### Aangeleverde tekst
|---|
Groen & duurzaamheidGelderse bossen

Plofberken uit Urk doen het goed in Gelderland

Het gaat niet goed met de Gelderse bossen, constateren de Bosgroepen, de verenigingen van boseigenaren. Ongunstige bodem- en weersomstandigheden verzwakken de bomen en leiden plaatselijk tot keverplagen. De redding komt van Urk.

Kees van Reenen​
28 January 2022 15:49
Grillig gesnoeide zaadgaard in het Urkerbos, de bron van veelgevraagde berkjes. beeld Kees van Reenen
Grillig gesnoeide zaadgaard in het Urkerbos, de bron van veelgevraagde berkjes. beeld Kees van Reenen

Nu en dan weet de zon door de bewolking heen te breken, maar een snijdende noordwester doet de gevoelstemperatuur dalen tot dicht bij het vriespunt, ook in de beschutting van de –merendeels kale– bomen van landgoed Beekzicht bij Voorst. De natte sneeuw die een uur geleden viel, heeft het met gras begroeide bospad zompig gemaakt.

Bosbeheerder Gerard Koopmans stapt door tot een min of meer open plek aan de rand van het bos en wijst. „Hier stonden fijnsparren, tot de letterzetter kwam en de bomen massaal doodgingen. Links zie je wat er gebeurt als je vervolgens niets doet” –een gribus vol braamstruiken met hier en daar vanzelf opgekomen jonge boompjes– „en rechts zoals we het eigenlijk willen. We hebben het perceel vrijgemaakt en er jonge boompjes geplant: linde en hazelaar vanwege de goede verteerbaarheid van het blad en eik vanwege de cultuurhistorie, want vroeger was dit eikenhakhoutbos. En berken uit Urk.”

Ook berkenblad verteert goed en bovendien groeien berken snel, vooral deze, zoals straks zal blijken. Maar eerst schetst Koopmans, die één dag in de week als bosbeheerder en bedrijfsleider werkt voor het particuliere landgoed en de rest van de tijd als projectcoördinator bij de Bosgroepen, de problematiek.
|---|
### Op te lossen
[A] Herschrijf in het artikel over de Gelderse bossen de alinea die begint met "Bosbeheerder Gerard Koopmans stapt door" korter. De belangrijkste feiten moeten erin blijven.
[B] Neem uit het artikel over de Gelderse bossen het stuk van "Bosbeheerder Gerard Koopmans" tot en met "Bosgroepen, de problematiek." letterlijk over.

### Aangeleverd materiaal
|---|
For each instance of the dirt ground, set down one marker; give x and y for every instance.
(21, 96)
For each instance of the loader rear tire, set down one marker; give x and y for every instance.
|---|
### Resultaten per opdracht
[A] Bosbeheerder Gerard Koopmans wijst aan de bosrand een plek aan waar fijnsparren stonden. Die bomen gingen massaal dood door de letterzetter. Op het linkerdeel is daarna niets gedaan. Daar staat nu een gribus vol braamstruiken met hier en daar vanzelf opgekomen jonge boompjes. Het rechterdeel is aangepakt zoals het eigenlijk moet. Het perceel is vrijgemaakt en opnieuw beplant. Er staan linde en hazelaar vanwege het goed verteerbare blad en eik vanwege de cultuurhistorie, want vroeger was dit eikenhakhoutbos. Ook zijn er berken uit Urk geplant.

[B]
Bosbeheerder Gerard Koopmans stapt door tot een min of meer open plek aan de rand van het bos en wijst. „Hier stonden fijnsparren, tot de letterzetter kwam en de bomen massaal doodgingen. Links zie je wat er gebeurt als je vervolgens niets doet” –een gribus vol braamstruiken met hier en daar vanzelf opgekomen jonge boompjes– „en rechts zoals we het eigenlijk willen. We hebben het perceel vrijgemaakt en er jonge boompjes geplant: linde en hazelaar vanwege de goede verteerbaarheid van het blad en eik vanwege de cultuurhistorie, want vroeger was dit eikenhakhoutbos. En berken uit Urk.”

Ook berkenblad verteert goed en bovendien groeien berken snel, vooral deze, zoals straks zal blijken. Maar eerst schetst Koopmans, die één dag in de week als bosbeheerder en bedrijfsleider werkt voor het particuliere landgoed en de rest van de tijd als projectcoördinator bij de Bosgroepen, de problematiek.